**PROBLEM TO SOLVE:** Copy word for word the line containing "white window sill" together with all lines following it to the end of the listing below, without the pictures.

**DATA EXCERPTS:**

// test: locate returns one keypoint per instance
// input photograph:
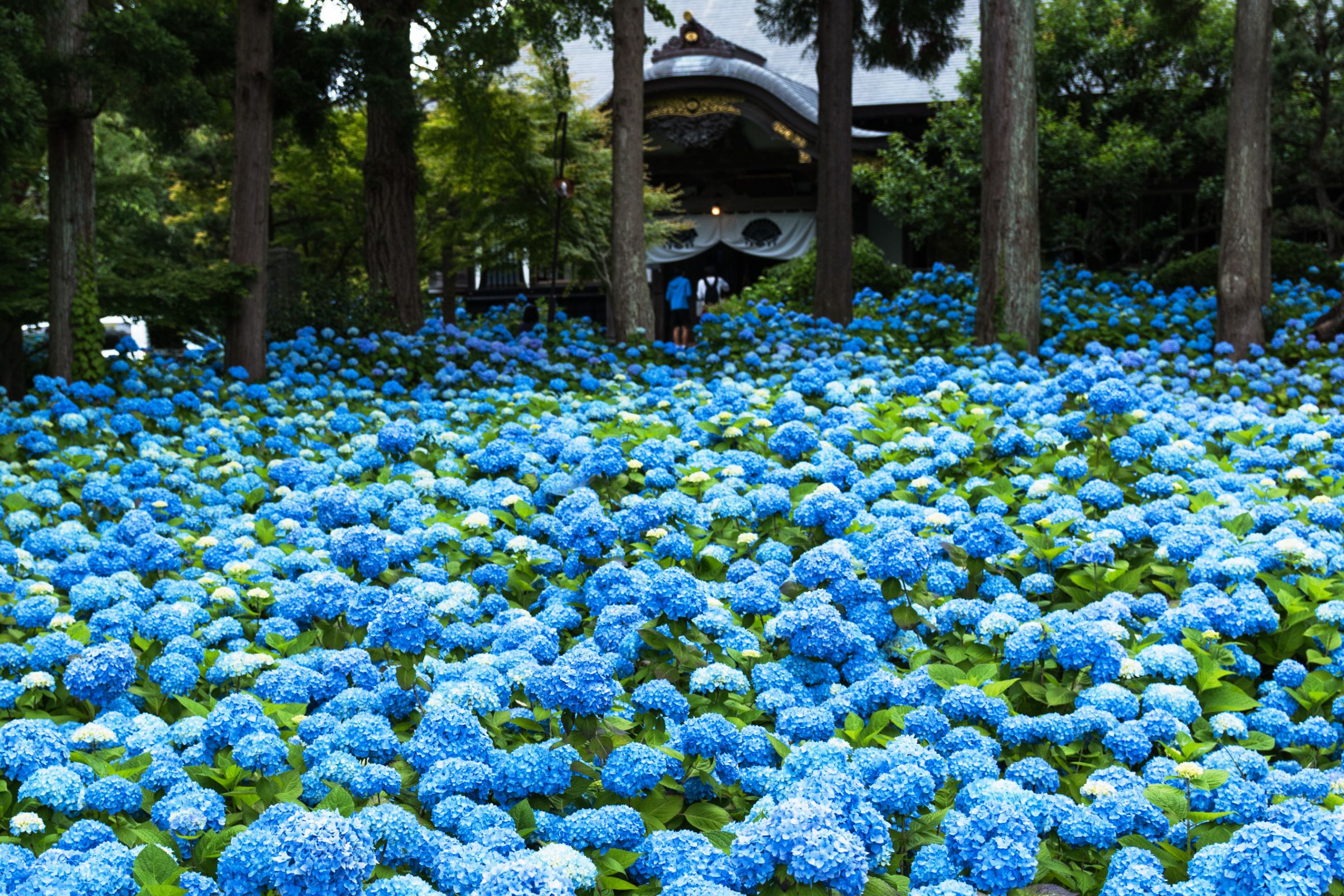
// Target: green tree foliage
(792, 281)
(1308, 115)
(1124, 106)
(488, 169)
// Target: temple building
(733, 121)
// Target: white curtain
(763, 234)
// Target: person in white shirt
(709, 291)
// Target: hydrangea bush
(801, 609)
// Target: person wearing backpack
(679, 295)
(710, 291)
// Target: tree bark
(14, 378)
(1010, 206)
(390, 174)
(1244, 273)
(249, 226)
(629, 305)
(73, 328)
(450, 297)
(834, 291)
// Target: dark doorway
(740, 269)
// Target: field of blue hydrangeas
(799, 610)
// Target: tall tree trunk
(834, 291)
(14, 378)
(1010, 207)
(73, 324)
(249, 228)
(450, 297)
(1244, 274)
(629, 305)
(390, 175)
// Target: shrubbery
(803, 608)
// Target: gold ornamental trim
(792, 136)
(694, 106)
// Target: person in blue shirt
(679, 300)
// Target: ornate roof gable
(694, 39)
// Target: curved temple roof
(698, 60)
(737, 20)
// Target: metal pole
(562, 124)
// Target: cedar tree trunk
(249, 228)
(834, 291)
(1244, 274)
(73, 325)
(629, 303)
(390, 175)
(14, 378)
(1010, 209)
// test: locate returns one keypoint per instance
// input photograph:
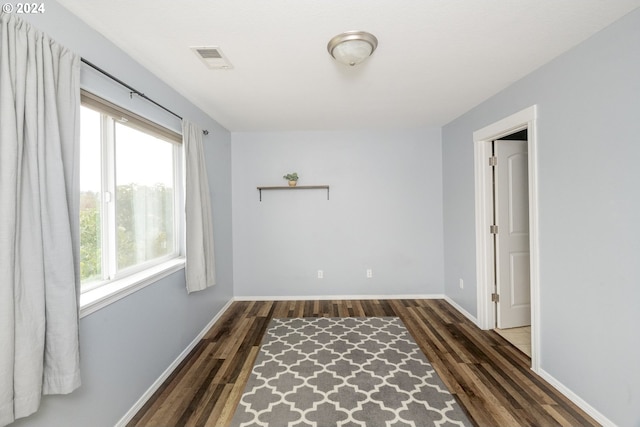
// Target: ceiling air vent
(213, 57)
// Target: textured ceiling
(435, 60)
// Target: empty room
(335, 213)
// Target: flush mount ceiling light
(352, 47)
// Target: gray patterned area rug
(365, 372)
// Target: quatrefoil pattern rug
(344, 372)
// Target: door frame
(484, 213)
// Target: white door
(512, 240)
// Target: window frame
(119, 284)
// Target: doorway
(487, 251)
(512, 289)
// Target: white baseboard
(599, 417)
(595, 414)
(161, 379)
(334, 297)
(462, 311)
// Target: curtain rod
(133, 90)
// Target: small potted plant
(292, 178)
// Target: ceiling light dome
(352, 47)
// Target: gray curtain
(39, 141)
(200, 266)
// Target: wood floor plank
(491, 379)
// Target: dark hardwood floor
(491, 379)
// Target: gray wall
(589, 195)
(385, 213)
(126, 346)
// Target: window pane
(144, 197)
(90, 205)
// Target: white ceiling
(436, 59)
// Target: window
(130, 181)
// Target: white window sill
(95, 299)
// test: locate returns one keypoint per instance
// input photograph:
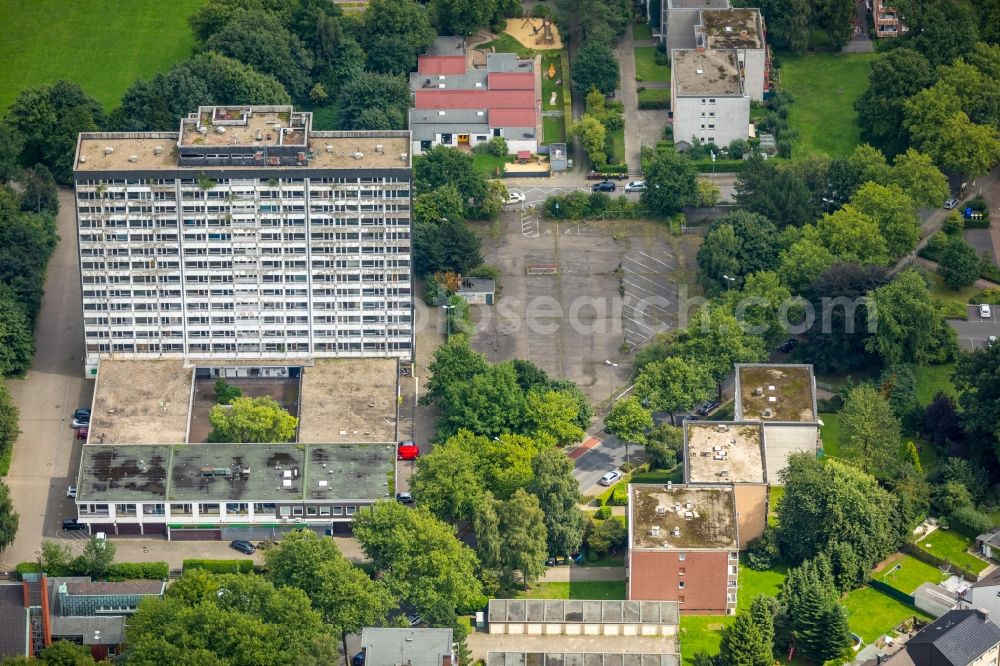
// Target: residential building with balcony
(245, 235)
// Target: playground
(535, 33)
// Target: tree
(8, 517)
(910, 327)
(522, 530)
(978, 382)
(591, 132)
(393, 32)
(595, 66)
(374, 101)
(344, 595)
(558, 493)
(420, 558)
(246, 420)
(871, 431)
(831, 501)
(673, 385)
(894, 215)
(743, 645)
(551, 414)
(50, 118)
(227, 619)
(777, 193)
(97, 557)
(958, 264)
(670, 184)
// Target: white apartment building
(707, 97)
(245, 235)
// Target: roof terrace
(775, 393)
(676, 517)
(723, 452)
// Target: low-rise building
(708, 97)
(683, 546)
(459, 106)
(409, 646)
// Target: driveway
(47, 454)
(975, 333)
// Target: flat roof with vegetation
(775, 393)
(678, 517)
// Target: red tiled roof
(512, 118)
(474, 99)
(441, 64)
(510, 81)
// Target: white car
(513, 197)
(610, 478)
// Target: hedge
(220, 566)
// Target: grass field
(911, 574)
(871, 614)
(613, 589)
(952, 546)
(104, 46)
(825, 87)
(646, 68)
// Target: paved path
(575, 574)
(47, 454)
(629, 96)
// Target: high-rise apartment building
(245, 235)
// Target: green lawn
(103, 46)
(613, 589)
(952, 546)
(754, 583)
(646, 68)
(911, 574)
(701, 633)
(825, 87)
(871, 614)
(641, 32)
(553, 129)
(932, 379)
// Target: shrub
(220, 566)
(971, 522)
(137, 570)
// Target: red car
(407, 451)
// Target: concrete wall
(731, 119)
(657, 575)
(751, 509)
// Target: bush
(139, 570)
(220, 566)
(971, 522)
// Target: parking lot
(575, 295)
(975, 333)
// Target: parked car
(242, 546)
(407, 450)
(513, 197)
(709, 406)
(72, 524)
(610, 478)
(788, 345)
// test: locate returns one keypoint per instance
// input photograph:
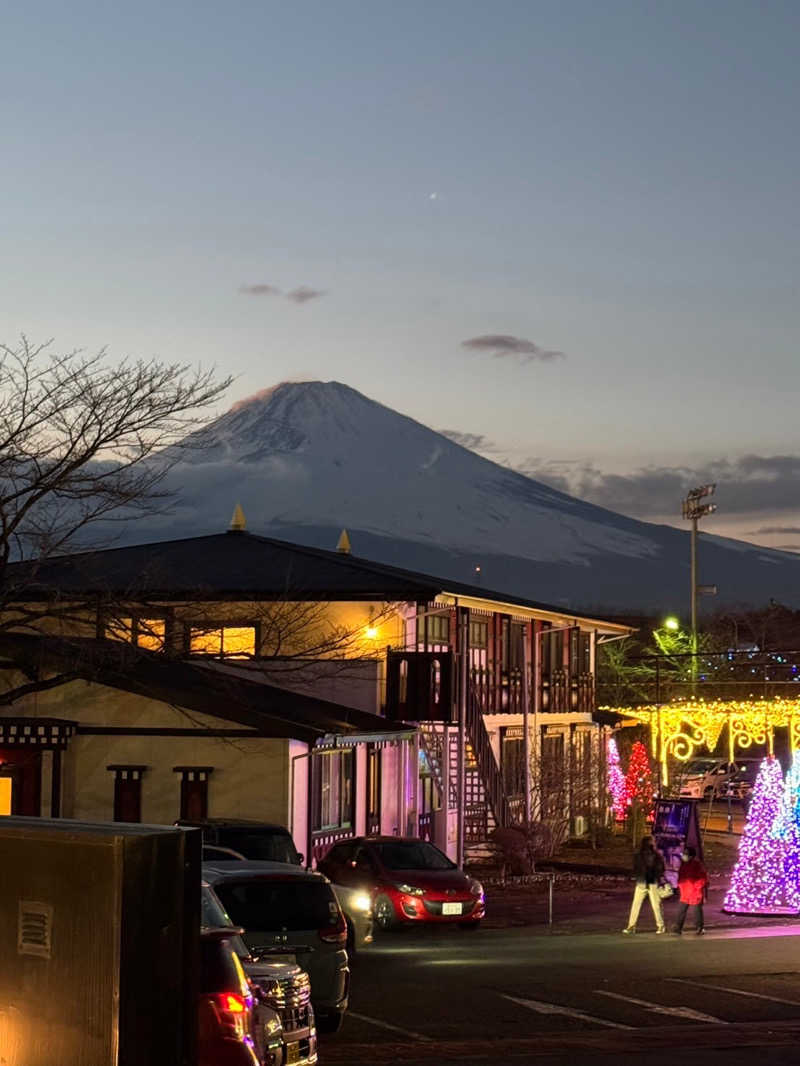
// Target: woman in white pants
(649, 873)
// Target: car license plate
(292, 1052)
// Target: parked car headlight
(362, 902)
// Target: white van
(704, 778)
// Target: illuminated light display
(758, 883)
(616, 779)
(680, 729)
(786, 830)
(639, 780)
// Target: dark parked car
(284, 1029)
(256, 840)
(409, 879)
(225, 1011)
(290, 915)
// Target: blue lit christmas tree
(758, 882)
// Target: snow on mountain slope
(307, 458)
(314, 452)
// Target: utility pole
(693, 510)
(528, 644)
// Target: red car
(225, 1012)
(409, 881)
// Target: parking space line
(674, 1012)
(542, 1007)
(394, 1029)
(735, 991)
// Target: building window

**THE REPLY:**
// Target: white window sill
(95, 299)
// test: locate returns one keypoint per instance
// input photograph:
// Target: residential building with balcony
(245, 235)
// Target: playground
(535, 33)
// Target: tree
(8, 517)
(910, 327)
(522, 530)
(978, 382)
(591, 132)
(393, 32)
(595, 66)
(374, 101)
(344, 595)
(558, 493)
(420, 558)
(246, 420)
(871, 431)
(831, 501)
(673, 385)
(894, 215)
(743, 645)
(551, 414)
(50, 118)
(227, 619)
(777, 193)
(97, 557)
(958, 264)
(670, 184)
// Target: white apartment building
(707, 97)
(245, 235)
// Target: roof terrace
(775, 393)
(676, 517)
(723, 452)
// Target: low-rise building
(708, 97)
(683, 546)
(459, 106)
(409, 646)
// Target: driveway
(47, 454)
(975, 333)
// Target: flat roof with vegetation
(775, 393)
(678, 517)
// Target: red tiled roof
(512, 118)
(474, 99)
(441, 64)
(510, 81)
// Target: white car
(513, 197)
(610, 478)
// Target: hedge
(220, 566)
// Target: grass field
(911, 574)
(871, 614)
(613, 589)
(952, 546)
(104, 46)
(825, 87)
(646, 68)
// Target: paved path
(575, 574)
(47, 454)
(629, 96)
// Target: high-rise apartment building
(245, 235)
// Target: green lawn
(103, 46)
(613, 589)
(952, 546)
(754, 583)
(646, 68)
(911, 574)
(701, 633)
(825, 87)
(871, 614)
(641, 32)
(553, 129)
(932, 379)
// Target: shrub
(220, 566)
(971, 522)
(137, 570)
// Target: red car
(407, 451)
// Target: concrete wall
(731, 119)
(657, 575)
(751, 509)
// Target: bush
(139, 570)
(220, 566)
(971, 522)
// Target: parking lot
(575, 295)
(975, 333)
// Target: parked car
(242, 546)
(407, 450)
(513, 197)
(709, 406)
(72, 524)
(610, 478)
(788, 345)
// test: locate returns one keypoint per instance
// input photograph:
// Target: woman in white pants
(649, 873)
// Target: car license plate
(292, 1052)
// Target: parked car headlight
(362, 902)
// Target: white van
(704, 778)
// Target: illuminated light display
(758, 883)
(616, 779)
(680, 729)
(786, 830)
(639, 780)
// Target: dark parked car
(284, 1029)
(256, 840)
(409, 879)
(225, 1011)
(290, 915)
// Target: blue lit christmas tree
(758, 882)
// Target: snow on mountain slope
(307, 458)
(314, 452)
// Target: utility pole
(693, 510)
(528, 644)
// Target: red car
(225, 1012)
(409, 881)
// Target: parking space line
(674, 1012)
(542, 1007)
(394, 1029)
(735, 991)
// Target: building window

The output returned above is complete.